| TÂCHES À RÉALISER |
1 - Recopiez tout le passage du compte rendu sur Hobbes, depuis "Les ouvrages ayant" jusqu'à "que simplement théorique.".
2 - D'après le compte rendu sur Hobbes, quelles sont les deux formes majeures que prend la croyance en l'immortalité ?
3 - Rédigez la suite du compte rendu sur Hobbes, en reprenant après sa dernière phrase.

Les ouvrages ayant l’ambition de réinterpréter la pensée politique de Hobbes dans son ensemble sont assez rares, plus rares encore ceux qui le font de manière convaincante. Aussi le livre de Christopher Scott McClure est-il le bienvenu puisqu’il propose de reconsidérer le sens de l’entreprise hobbesienne à partir d’une stratégie rhétorique autant que philosophique visant à épuiser la croyance en quelque forme que ce soit d’immortalité. La lecture originale de l’A. suppose de s’engager sur un terrain hautement délicat, celui des intentions réelles de Hobbes, et de concevoir les thèses développées, en particulier dans le Léviathan, de manière instrumentale plutôt que simplement théorique.

L’idée générale que défend l’A. est que si la crainte de la mort est le principe qui motive aussi bien la fondation de l’État que l’obéissance des citoyens, elle est moins un trait fondamental de la nature humaine qu’une disposition culturelle à forger et à encourager. Le discours anthropologique de Hobbes est donc prescriptif plutôt que descriptif (p. 9) ; il ne découvre pas une vérité par des voies scientifiques, mais cherche à façonner chez ses lecteurs des inclinations qui permettront au projet politique d’être viable. L’A. revêt ainsi Hobbes d’un statut singulier, non plus tout à fait le savant sincèrement convaincu par ses raisonnements et la justesse de ses conclusions, mais le « sculpteur » (p. 68) qui modèle une œuvre aux fins de provoquer des réactions, d’instiller des soupçons et finalement de transformer les mentalités. La croyance en l’immortalité devient ainsi l’obstacle principal à la réalisation de la paix civile et de l’ordre politique ; elle connaît deux formes majeures : la conception religieuse de la vie éternelle et la conception héroïque de la gloire impérissable. L’une et l’autre menacent la stabilité de l’État. Et pour l’A., Hobbes s’est avant tout employé à éradiquer ces convictions dans une entreprise rien de moins que civilisationnelle.

| LISTE DES ENTRÉES |
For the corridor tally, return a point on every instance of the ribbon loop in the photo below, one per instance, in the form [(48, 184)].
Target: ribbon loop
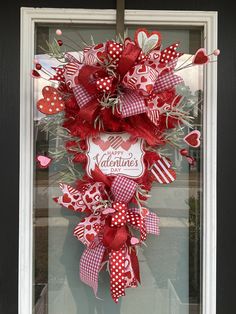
[(123, 189)]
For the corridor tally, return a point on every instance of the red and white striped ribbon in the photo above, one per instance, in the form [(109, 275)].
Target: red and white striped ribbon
[(162, 172)]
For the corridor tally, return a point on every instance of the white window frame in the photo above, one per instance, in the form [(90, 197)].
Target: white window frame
[(31, 16)]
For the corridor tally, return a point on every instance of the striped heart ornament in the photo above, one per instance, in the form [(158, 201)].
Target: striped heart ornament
[(162, 171)]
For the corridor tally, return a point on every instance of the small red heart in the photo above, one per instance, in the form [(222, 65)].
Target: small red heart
[(66, 198), (184, 152), (149, 88), (128, 274), (131, 72), (90, 237), (144, 211), (93, 190), (101, 55), (142, 69), (88, 199), (193, 138), (92, 219), (51, 102), (104, 145), (98, 46), (201, 57)]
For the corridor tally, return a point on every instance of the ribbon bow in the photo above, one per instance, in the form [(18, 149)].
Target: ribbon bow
[(105, 232)]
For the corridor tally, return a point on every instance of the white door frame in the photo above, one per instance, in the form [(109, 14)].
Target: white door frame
[(31, 16)]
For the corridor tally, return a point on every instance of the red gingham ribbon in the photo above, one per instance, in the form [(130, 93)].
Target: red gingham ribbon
[(132, 103), (90, 264), (123, 189), (166, 81), (82, 96)]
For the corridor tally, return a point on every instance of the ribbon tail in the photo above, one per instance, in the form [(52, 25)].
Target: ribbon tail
[(167, 81), (90, 265), (117, 281), (99, 176), (89, 111), (152, 223), (135, 264), (132, 104)]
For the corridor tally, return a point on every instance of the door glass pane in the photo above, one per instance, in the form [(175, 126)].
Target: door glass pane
[(170, 264)]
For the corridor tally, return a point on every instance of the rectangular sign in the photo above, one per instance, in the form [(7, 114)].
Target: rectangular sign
[(116, 154)]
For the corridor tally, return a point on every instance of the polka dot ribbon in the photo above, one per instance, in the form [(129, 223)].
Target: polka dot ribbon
[(117, 269)]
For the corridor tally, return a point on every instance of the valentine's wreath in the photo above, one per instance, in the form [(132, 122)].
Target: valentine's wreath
[(117, 104)]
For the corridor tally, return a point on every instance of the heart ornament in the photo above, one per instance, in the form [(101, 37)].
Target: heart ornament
[(162, 171), (201, 57), (193, 138), (104, 145), (43, 161), (147, 41), (52, 102)]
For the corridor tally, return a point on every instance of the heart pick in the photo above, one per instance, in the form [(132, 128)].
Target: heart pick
[(201, 57), (193, 138)]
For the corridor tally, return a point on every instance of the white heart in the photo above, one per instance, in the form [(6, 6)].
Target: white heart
[(147, 43)]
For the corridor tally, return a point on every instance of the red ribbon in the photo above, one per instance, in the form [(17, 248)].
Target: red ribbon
[(128, 58)]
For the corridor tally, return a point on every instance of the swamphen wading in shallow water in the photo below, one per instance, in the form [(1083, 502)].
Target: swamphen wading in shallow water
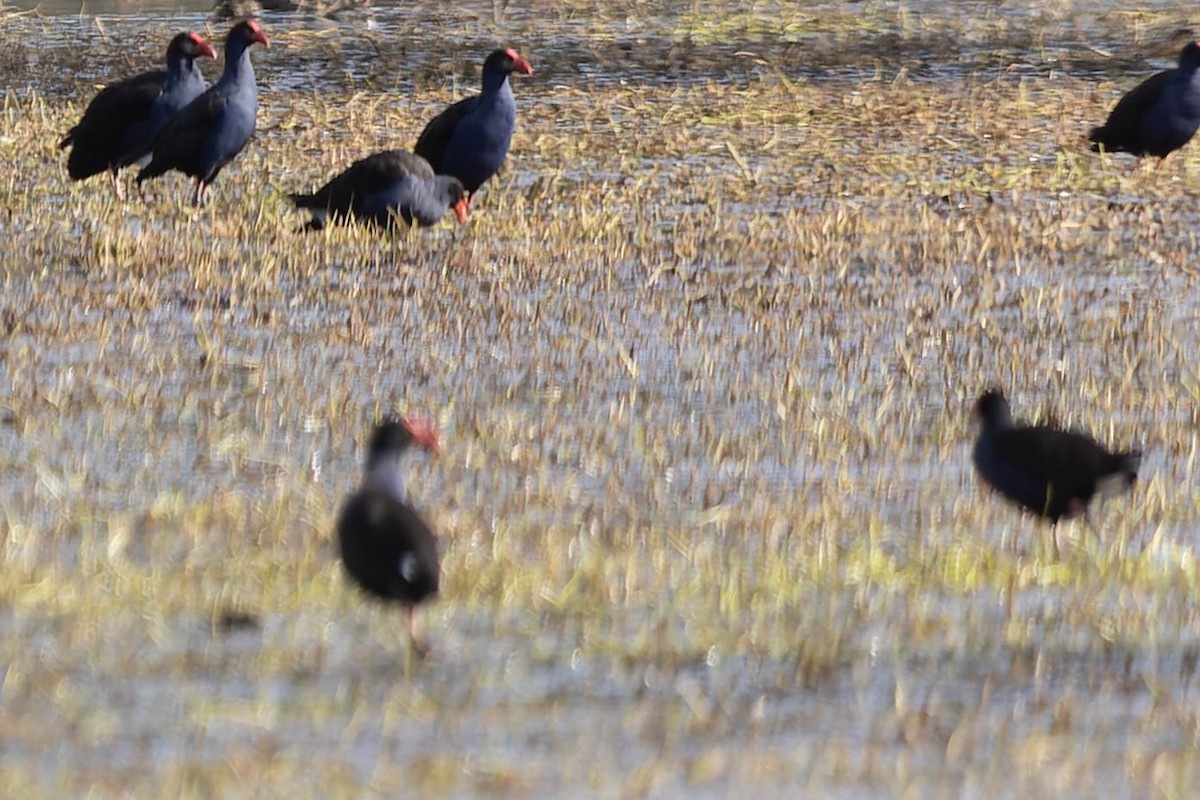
[(210, 131), (1158, 116), (471, 139), (1049, 471), (387, 548), (124, 116), (384, 186)]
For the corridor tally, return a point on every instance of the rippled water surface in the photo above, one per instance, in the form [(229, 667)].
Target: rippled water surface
[(702, 361)]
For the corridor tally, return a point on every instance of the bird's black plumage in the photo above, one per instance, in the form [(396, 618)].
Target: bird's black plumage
[(210, 131), (385, 186), (124, 116), (471, 139), (1157, 116), (385, 546), (1047, 470)]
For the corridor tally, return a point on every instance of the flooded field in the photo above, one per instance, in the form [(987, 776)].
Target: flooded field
[(702, 360)]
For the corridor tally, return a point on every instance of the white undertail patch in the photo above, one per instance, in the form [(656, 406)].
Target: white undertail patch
[(408, 567)]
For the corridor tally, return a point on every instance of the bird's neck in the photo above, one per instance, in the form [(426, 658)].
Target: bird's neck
[(383, 474), (1000, 420), (178, 71), (497, 84), (238, 66)]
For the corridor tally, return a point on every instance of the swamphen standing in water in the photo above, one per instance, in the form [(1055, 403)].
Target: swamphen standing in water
[(1158, 116), (210, 131), (471, 139), (1049, 471), (124, 116), (387, 548), (383, 186)]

| RÉPONSES PAR TÂCHE |
1 -
Les ouvrages ayant l’ambition de réinterpréter la pensée politique de Hobbes dans son ensemble sont assez rares, plus rares encore ceux qui le font de manière convaincante. Aussi le livre de Christopher Scott McClure est-il le bienvenu puisqu’il propose de reconsidérer le sens de l’entreprise hobbesienne à partir d’une stratégie rhétorique autant que philosophique visant à épuiser la croyance en quelque forme que ce soit d’immortalité. La lecture originale de l’A. suppose de s’engager sur un terrain hautement délicat, celui des intentions réelles de Hobbes, et de concevoir les thèses développées, en particulier dans le Léviathan, de manière instrumentale plutôt que simplement théorique.

2 - La conception religieuse de la vie éternelle et la conception héroïque de la gloire impérissable.

3 -
La difficulté d’une telle thèse est qu’il s’agit moins d’étudier ce que Hobbes dit que ce qu’il fait, d’envisager donc son discours comme un moyen d’action plutôt que comme un exposé théorique. Ce qui revient à ne pas prendre pour argent comptant ce qui est écrit. De ce point de vue, l’A. rejoint des commentateurs qui, comme Leo Strauss (La critique de la religion chez Hobbes, Paris, PUF, 2005) ou Edwin Curley (« “I Durst Not Write So Boldly” or, How to Read Hobbes’ Theological-Political Treatise », in Hobbes e Spinoza, D. Bostrenghi éd., Naples, Bibliopolis, 1992, p. 497-593), défendent une lecture non littérale des thèses hobbesiennes. Tout en revendiquant cette tradition où il s’agit de déchiffrer les opinions réelles de Hobbes derrière des propos délibérément équivoques, l’A. s’en écarte sur plusieurs points. Tout d’abord au lieu de se concentrer sur les seules positions religieuses de Hobbes – athée, chrétien orthodoxe ou hétérodoxe ? –, il globalise cette attitude à l’ensemble du dispositif théorique, de telle sorte que le Léviathan tout entier doit être pensé à partir de sa fonction stratégique, consistant à susciter un certain nombre de réactions déterminées. Ensuite, il ne s’agit plus de camoufler des opinions scandaleuses ou de les laisser transparaître sous un propos modéré mais de manipuler habilement les opinions des autres. C’est un Hobbes particulièrement retors qui se dessine au fil des pages.

On s’en doute, interpréter l’œuvre de Hobbes à partir de ses intentions supposées est extrêmement périlleux. C’est d’ailleurs ce qui rend certaines déclarations de l’A. singulièrement discutables, lorsque celui-ci affirme que tel ou tel propos du philosophe ne doit pas être compris « trop littéralement » (p. 32, 46, 57, 74, 102, etc.), reprochant souvent à d’autres commentateurs d’être victimes d’un tel travers. C’est aussi le cas quand il prétend révéler les opinions ou les volontés de Hobbes tapies derrière les thèses explicites du texte ; Hobbes apparaît comme un maître manipulateur parfaitement conscient des effets qu’il provoque et rarement sincère dans ses déclarations (p. 58, 90, 100, 108, 140-141, etc.). On ressent la part d’arbitraire qu’il y a à faire ainsi le partage entre ce qu’il faudrait prendre à la lettre et ce qu’il faudrait décrypter comme dispositif rhétorique. La prétention à détecter des intentions et un projet délibéré par-delà le texte ne convainc pas toujours.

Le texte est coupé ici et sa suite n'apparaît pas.